• _WHAT IS BEING ASKED_: Leave the pictures out and print every record below exactly as it stands.

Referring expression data
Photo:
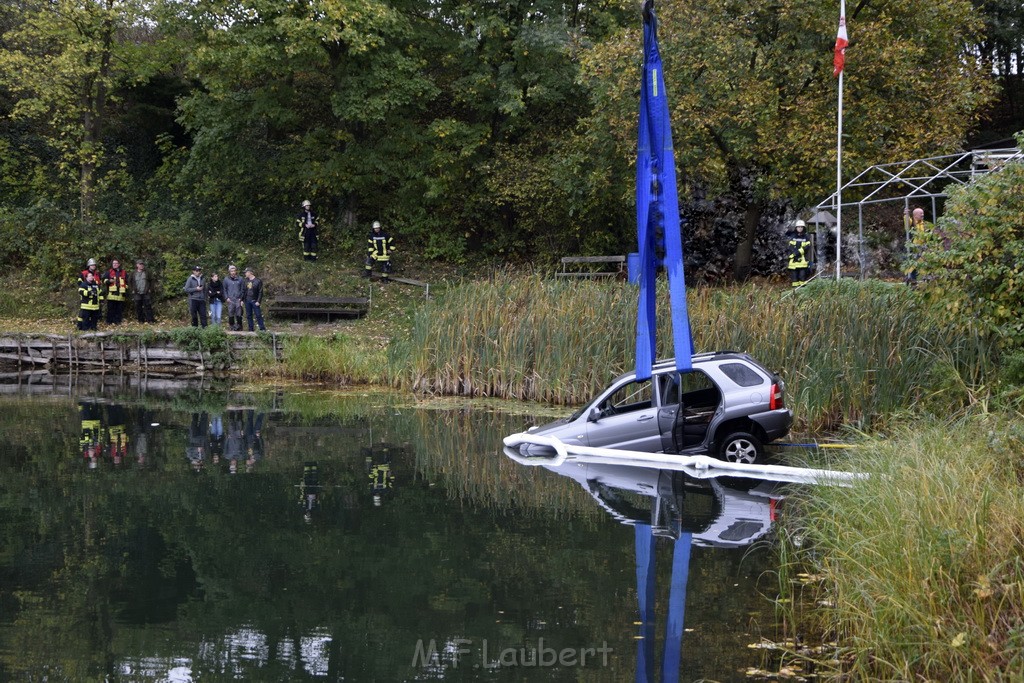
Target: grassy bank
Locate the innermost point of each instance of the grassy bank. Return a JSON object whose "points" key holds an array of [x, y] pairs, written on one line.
{"points": [[850, 353], [916, 573]]}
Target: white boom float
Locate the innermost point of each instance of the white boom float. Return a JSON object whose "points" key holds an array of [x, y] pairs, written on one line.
{"points": [[701, 467]]}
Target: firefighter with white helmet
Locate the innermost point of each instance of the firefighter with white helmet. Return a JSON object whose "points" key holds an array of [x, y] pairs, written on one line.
{"points": [[308, 223], [379, 248], [801, 255]]}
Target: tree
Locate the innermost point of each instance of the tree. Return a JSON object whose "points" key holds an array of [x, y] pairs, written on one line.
{"points": [[65, 62], [755, 102]]}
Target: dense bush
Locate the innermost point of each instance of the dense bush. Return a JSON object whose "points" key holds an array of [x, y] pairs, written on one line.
{"points": [[974, 260]]}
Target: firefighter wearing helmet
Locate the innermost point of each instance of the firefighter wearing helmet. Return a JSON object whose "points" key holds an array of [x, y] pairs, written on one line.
{"points": [[379, 248], [801, 258], [308, 223]]}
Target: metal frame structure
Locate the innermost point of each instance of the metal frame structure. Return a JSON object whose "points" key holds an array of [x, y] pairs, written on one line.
{"points": [[905, 180]]}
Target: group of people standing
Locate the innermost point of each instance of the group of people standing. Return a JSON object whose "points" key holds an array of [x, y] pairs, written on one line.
{"points": [[380, 245], [241, 296], [114, 286]]}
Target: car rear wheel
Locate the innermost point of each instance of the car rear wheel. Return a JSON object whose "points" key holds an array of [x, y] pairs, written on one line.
{"points": [[741, 447]]}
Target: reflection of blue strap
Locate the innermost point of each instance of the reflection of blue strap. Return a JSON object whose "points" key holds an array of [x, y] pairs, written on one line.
{"points": [[645, 598], [658, 225], [677, 608]]}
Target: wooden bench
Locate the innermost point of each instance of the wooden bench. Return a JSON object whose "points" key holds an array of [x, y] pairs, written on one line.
{"points": [[571, 266], [415, 283], [308, 306]]}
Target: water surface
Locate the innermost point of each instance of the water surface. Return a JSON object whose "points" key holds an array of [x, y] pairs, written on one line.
{"points": [[154, 532]]}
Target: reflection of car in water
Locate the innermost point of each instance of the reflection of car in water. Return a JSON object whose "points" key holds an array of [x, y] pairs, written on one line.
{"points": [[728, 406], [725, 512]]}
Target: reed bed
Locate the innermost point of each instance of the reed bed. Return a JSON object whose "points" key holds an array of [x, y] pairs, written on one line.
{"points": [[850, 352], [336, 358], [920, 567]]}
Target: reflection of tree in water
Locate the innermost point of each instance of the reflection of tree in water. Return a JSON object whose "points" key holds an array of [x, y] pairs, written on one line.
{"points": [[128, 574]]}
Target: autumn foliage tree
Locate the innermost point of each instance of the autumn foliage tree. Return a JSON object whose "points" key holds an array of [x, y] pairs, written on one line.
{"points": [[754, 98]]}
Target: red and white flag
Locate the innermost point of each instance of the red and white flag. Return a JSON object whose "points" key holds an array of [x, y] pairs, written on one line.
{"points": [[839, 59]]}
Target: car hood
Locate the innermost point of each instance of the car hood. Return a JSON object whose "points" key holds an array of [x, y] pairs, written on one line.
{"points": [[548, 426]]}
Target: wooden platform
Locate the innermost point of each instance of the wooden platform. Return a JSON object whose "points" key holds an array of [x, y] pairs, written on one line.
{"points": [[309, 306], [110, 350]]}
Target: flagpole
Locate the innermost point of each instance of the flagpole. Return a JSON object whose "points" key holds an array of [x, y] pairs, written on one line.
{"points": [[839, 184]]}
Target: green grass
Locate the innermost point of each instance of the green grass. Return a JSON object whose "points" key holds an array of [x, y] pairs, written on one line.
{"points": [[850, 353], [920, 566]]}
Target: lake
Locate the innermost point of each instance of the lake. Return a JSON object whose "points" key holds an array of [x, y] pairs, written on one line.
{"points": [[156, 530]]}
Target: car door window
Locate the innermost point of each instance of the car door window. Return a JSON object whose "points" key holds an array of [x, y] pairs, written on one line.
{"points": [[629, 397], [698, 392], [670, 389]]}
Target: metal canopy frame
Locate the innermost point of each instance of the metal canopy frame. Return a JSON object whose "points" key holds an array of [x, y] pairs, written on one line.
{"points": [[905, 180]]}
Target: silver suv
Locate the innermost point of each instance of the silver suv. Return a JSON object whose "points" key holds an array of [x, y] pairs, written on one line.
{"points": [[728, 406]]}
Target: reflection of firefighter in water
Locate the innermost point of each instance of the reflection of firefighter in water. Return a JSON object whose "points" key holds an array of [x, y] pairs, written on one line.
{"points": [[216, 437], [254, 438], [381, 477], [199, 440], [91, 432], [309, 491], [117, 434], [233, 442]]}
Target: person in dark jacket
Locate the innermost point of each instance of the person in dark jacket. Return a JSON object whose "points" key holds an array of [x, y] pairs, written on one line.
{"points": [[88, 310], [254, 297], [196, 289], [116, 280], [308, 224], [235, 293], [216, 292], [141, 293]]}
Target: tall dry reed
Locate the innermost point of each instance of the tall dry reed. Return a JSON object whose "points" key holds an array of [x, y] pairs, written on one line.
{"points": [[920, 566], [849, 352]]}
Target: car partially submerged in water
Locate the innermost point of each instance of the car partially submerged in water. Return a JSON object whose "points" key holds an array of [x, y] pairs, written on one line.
{"points": [[727, 406]]}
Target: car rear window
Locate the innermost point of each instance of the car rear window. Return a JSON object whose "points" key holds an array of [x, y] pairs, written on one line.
{"points": [[741, 375]]}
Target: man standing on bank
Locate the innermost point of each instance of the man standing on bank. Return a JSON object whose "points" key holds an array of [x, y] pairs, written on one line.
{"points": [[379, 248], [235, 294], [116, 281], [141, 293], [254, 295], [308, 222], [196, 289], [800, 256]]}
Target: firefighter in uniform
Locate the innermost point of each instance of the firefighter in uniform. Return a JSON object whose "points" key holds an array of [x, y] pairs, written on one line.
{"points": [[800, 255], [116, 281], [308, 223], [88, 311], [379, 248], [918, 230]]}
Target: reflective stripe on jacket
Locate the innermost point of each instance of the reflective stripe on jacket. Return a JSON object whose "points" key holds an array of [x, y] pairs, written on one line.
{"points": [[89, 293], [380, 246], [800, 248]]}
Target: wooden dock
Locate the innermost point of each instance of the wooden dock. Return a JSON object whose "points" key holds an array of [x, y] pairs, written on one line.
{"points": [[114, 350]]}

• _EXERCISE OUTPUT_:
Photo:
Target: grassy bank
Locate the innermost point of each instance of the grassy bank. Return a JSON object whose "points" key holds an array of [x, y] pairs, written on one line.
{"points": [[850, 353], [916, 573]]}
Target: white boom float
Locate the innermost point of each instance of the white boom float. Return a JSON object whose "points" key holds an array of [x, y] pairs, written on one line.
{"points": [[701, 467]]}
Target: firefighter with white helmet
Locate the innermost point of each instance of the firefighter with white helmet. Return a JSON object whose "points" key holds an array of [x, y] pairs, written on one line.
{"points": [[308, 223], [379, 248], [801, 255]]}
Target: tree
Locate the innermost point of each instance of the tree. Return a JSON object whose "points" key holds an array of [x, y] pairs, written on one line.
{"points": [[65, 62], [755, 102]]}
Target: dense bush
Locate the innermost point of each instance of the dense bush. Return a JSON object whose "points" key holds an array of [x, y] pairs, written on one line.
{"points": [[974, 260]]}
Target: firefighter wearing helmet
Locate the innermost point of each instance of the firefighter wearing helmet. Return a JSON object whose "points" key holds an array of [x, y] pairs, written on one line.
{"points": [[379, 248], [801, 258], [308, 223]]}
Target: metal frame structure
Locate the innermost point of each instance of the metal frame structure. Return a JSON object whose "points" key holds an array of [x, y] pairs, written on one line.
{"points": [[905, 180]]}
Target: group of people standing
Locate the innermost point of each instance of the group of people standing. Return a JSON object whose "points" key holds an array of [x, y] pairs, written on one line.
{"points": [[380, 245], [241, 296], [114, 286]]}
Target: car rear wheel
Locate the innermost point of each instance of the car rear wheel. Return a JSON object whose "points" key holds an array of [x, y] pairs, written on one line.
{"points": [[741, 447]]}
Target: reflection of blue strap
Locate the innermost point of each instance of the reflection of blue strap. Return a JSON object whose "points" key holds an array of [x, y] pairs, written on one line.
{"points": [[645, 598], [658, 225], [677, 608]]}
Target: wooden bench
Locate the innermost point of each instance of the wooden bench. Return a JSON object whose "points" key holds an array of [x, y] pairs, written on one line.
{"points": [[571, 266], [415, 283], [308, 306]]}
Target: water surface
Locate the innermost point of each instance of the water surface. Return a JSON object whose "points" key holds an array of [x, y] pairs, written on one line.
{"points": [[154, 532]]}
Target: reflection of car in water
Locate the innermost point of each instance of the reflection of car in water. Return a JSON object whose "points" key holds an array of [x, y] pairs, written on one line.
{"points": [[728, 406], [725, 512]]}
Target: reed bed
Locate the innermost point of each instance of the reed bed. Return a JSON object whose "points" key holds an array of [x, y] pairs, written on one line.
{"points": [[850, 352], [336, 358], [920, 567]]}
Target: reflection of tree in water
Locate the innermost point of each instance of the reflection of tree in water. Return a JSON object whose "points" key holds an array of [x, y] pairs, written on one line.
{"points": [[128, 574]]}
Target: autumn foliage tree
Locate the innermost point of each instance of the autumn foliage tree. Return a JSON object whose "points" key holds an array of [x, y] pairs, written on one line.
{"points": [[754, 98]]}
Target: red and white flag
Locate the innermost point of each instance of the red and white flag. Return a JSON object whose "points" key holds an array of [x, y] pairs, written on one line.
{"points": [[839, 59]]}
Target: car hood
Locate the innermost point of each instance of the car hood. Return a JSON object whose "points" key holds an array of [x, y] pairs, written on one line.
{"points": [[548, 426]]}
Target: wooden platform
Locate the innermost point of each instance of the wooden platform. Return a JSON object whose "points" key holds an array of [x, y] pairs, written on one line.
{"points": [[309, 306], [110, 350]]}
Target: flagpole
Locate the innermost point of each instance of the flagpole. Return a JSON object whose "points" key holds an array of [x, y] pairs, written on one line.
{"points": [[839, 184]]}
Target: green grass
Locate the innermost point of each instance of the green grass. Return a JSON object whose "points" key holds an array of [x, y] pairs, written on one line.
{"points": [[850, 353], [920, 566]]}
Target: lake
Locate the innermost point of each instance of the lake. Return a JSON object whose "points" key holds an array of [x, y] pairs, written on one line.
{"points": [[156, 530]]}
Target: car door window
Locate the innermost point of each instance of the car door window. Return a JSON object whose "points" key holds an array of [x, y] pairs, written on one line.
{"points": [[629, 397], [698, 392], [670, 389]]}
Target: metal canopy frame
Locate the innermost point of each instance of the metal canopy frame. Return a JSON object whose "points" key holds an array of [x, y] pairs, written on one line.
{"points": [[905, 180]]}
Target: silver suv
Locate the innermost point of each instance of the silver suv. Return a JSON object whose "points" key holds an array of [x, y] pairs, written on one line.
{"points": [[728, 406]]}
Target: reflection of firefighter in water
Locate the innermost point of each instance of the reflection of firefighter in water. Return a JSON object whose "points" key holds an array of [x, y] pairs, written on one line.
{"points": [[216, 437], [254, 438], [381, 477], [199, 440], [91, 432], [309, 491], [117, 434], [233, 442]]}
Target: person in dark jacket
Locate the innermost point of each instance of the person in dark jacket. Return a JSON object whose "points" key holds an array of [x, y] pairs, written on one line.
{"points": [[88, 310], [254, 297], [196, 289], [116, 280], [308, 224], [235, 293], [216, 292], [141, 293]]}
Target: tall dry reed
Locate the innermost point of each instance of the tall dry reed. Return a JSON object whose "points" key holds an array of [x, y] pairs, written on one line.
{"points": [[920, 566], [849, 352]]}
Target: car partially submerged in water
Locate the innermost point of each instance of the car partially submerged in water. Return a JSON object whose "points" key holds an array of [x, y] pairs, written on one line.
{"points": [[727, 406]]}
Target: car rear window
Locate the innermost point of each instance of the car rear window. Return a JSON object whose "points" key holds an array of [x, y] pairs, written on one line.
{"points": [[741, 375]]}
Target: man standing on bank
Locate the innermost point of each instance of the man standing on bank. Return a JSON object whose "points" key holds an array of [x, y] pairs, written on one line.
{"points": [[379, 248], [235, 294], [116, 281], [141, 293], [254, 295], [308, 222], [196, 289], [800, 256]]}
Target: firefighter in uniform
Locate the innermost point of each instance of the firefighter in uniform. Return a JSON object whose "points" key holds an array of [x, y] pairs, written on one line.
{"points": [[800, 255], [116, 281], [308, 223], [88, 311], [379, 248], [918, 230]]}
Target: reflective stripe on jacket
Locate the innermost point of each instance of the reflective stripe on jacket. Return a JSON object whose "points" key holds an array of [x, y] pairs, written on one line.
{"points": [[89, 293], [380, 246], [800, 248]]}
Target: wooden dock
Locate the innermost point of each instance of the wooden dock. Return a JSON object whose "points" key holds an array of [x, y] pairs, written on one line.
{"points": [[114, 350]]}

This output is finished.